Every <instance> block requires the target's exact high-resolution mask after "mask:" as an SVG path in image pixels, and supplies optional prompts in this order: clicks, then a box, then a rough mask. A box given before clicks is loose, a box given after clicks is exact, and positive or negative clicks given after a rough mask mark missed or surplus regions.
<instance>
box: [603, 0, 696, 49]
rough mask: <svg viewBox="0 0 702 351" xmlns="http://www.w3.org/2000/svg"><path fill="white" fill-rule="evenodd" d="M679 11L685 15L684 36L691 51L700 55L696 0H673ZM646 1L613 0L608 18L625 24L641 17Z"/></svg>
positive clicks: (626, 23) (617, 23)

◆ WHAT IS REQUIRED: Begin with the first line of the records and finish with the line containing "box: [603, 0, 696, 49]". Reproduce those lines exactly, both ends included, and nothing else.

◆ ANSWER TO THIS TASK:
Every <instance> block requires the target's exact high-resolution mask after "mask:" as an SVG path in image pixels, and supplies optional prompts in this order: clicks, then a box, then a rough mask. A box given before clicks is loose, a box given after clicks is exact, and positive or negative clicks given after a rough mask mark missed or surplus regions.
<instance>
box: [603, 0, 696, 49]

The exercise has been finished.